- [About this task]: Lines that contain the string "covered" are the ones to list; copy all of them from the records.
☆ ☆ ☆
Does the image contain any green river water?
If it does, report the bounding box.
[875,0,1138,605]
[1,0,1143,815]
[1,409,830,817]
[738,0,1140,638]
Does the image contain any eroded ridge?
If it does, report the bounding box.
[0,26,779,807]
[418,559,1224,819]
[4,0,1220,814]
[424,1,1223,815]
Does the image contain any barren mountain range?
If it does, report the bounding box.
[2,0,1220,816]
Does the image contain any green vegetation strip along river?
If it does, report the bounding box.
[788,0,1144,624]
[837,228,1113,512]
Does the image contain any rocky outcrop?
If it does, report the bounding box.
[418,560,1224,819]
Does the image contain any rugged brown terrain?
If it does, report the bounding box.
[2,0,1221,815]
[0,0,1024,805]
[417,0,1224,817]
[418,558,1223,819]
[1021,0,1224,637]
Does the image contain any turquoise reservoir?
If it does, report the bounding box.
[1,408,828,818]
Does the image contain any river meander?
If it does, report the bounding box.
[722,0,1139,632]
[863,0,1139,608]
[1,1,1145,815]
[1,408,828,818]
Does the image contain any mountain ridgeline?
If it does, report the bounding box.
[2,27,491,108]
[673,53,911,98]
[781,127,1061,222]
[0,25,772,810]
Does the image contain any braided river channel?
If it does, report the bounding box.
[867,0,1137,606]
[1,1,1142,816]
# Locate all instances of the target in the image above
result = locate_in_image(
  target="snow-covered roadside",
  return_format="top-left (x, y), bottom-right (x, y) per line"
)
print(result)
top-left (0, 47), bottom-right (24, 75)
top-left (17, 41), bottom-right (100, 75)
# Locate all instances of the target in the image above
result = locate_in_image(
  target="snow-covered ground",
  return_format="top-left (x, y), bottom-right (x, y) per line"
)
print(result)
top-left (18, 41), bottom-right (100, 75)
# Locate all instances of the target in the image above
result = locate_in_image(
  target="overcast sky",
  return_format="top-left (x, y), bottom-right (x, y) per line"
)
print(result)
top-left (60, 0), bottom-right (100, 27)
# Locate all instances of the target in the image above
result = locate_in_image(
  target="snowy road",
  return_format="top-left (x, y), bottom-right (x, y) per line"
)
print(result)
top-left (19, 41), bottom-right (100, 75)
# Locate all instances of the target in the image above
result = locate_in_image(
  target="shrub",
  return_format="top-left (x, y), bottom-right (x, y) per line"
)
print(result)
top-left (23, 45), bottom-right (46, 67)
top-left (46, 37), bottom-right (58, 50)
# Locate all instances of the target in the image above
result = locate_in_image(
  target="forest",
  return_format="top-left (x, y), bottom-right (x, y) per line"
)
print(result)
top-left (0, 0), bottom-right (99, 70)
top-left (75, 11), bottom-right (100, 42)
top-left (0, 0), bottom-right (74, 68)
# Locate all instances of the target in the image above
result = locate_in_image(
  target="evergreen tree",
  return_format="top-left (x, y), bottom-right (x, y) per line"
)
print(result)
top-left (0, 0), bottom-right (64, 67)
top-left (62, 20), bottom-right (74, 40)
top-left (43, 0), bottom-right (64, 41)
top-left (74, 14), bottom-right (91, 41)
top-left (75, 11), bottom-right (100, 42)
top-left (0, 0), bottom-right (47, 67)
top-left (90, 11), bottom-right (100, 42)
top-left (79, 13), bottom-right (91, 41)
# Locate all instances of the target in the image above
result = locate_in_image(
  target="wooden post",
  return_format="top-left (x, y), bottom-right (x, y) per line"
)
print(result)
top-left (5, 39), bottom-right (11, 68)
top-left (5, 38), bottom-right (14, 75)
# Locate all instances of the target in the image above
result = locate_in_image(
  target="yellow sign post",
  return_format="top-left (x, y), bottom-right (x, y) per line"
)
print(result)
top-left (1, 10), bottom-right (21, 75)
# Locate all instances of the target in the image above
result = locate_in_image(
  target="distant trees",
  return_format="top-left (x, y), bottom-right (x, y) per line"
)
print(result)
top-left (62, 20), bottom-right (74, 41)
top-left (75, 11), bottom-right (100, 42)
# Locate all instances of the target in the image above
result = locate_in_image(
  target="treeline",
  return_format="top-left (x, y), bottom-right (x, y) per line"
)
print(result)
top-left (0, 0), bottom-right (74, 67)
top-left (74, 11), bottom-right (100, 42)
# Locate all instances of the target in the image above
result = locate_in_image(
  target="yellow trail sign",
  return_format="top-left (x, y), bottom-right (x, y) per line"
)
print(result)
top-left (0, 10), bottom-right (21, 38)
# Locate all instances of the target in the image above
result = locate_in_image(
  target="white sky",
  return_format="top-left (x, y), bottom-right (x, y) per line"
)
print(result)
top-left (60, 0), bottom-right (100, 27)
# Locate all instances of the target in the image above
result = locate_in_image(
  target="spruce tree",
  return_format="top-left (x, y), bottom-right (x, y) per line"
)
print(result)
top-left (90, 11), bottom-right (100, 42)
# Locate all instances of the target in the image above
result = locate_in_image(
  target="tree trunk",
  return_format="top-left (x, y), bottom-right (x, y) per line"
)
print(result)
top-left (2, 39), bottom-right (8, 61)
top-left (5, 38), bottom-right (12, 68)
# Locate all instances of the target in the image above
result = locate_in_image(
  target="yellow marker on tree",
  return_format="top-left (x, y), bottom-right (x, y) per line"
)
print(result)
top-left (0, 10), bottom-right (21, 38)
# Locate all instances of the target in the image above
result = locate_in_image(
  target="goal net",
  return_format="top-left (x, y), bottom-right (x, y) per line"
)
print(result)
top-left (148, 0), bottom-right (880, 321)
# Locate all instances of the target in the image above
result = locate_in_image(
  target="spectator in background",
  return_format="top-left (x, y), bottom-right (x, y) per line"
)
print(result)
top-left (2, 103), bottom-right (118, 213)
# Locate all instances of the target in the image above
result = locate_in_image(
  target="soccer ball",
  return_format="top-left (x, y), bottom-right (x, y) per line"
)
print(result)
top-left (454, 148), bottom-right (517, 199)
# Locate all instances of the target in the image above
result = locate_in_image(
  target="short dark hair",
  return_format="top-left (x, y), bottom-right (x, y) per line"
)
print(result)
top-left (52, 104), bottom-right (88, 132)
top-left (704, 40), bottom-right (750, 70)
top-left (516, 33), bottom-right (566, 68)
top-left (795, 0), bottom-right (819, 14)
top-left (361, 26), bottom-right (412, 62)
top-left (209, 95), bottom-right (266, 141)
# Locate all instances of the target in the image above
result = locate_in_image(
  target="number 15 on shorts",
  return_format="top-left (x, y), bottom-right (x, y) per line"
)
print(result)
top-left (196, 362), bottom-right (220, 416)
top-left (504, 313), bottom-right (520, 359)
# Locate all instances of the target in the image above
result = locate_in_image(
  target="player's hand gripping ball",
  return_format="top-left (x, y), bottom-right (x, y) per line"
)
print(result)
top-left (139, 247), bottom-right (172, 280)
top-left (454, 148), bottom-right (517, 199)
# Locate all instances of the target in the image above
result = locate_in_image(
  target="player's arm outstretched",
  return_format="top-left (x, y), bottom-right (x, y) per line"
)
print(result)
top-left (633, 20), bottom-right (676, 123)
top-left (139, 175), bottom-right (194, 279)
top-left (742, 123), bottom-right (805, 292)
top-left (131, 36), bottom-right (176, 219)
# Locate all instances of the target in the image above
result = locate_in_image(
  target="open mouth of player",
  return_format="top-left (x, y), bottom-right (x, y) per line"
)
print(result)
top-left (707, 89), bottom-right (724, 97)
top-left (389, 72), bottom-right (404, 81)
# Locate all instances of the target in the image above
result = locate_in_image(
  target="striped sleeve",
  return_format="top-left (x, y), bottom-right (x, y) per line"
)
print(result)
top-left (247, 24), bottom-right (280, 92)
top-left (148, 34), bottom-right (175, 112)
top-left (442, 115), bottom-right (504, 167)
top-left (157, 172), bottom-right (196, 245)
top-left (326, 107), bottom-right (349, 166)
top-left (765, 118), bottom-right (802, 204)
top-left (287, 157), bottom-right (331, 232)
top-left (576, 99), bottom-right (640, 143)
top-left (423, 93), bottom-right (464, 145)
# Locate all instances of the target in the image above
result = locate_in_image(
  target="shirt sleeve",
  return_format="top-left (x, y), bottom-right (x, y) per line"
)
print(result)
☆ ☆ ☆
- [Answer below]:
  target="snow-covered roadside",
  target="snow-covered ground",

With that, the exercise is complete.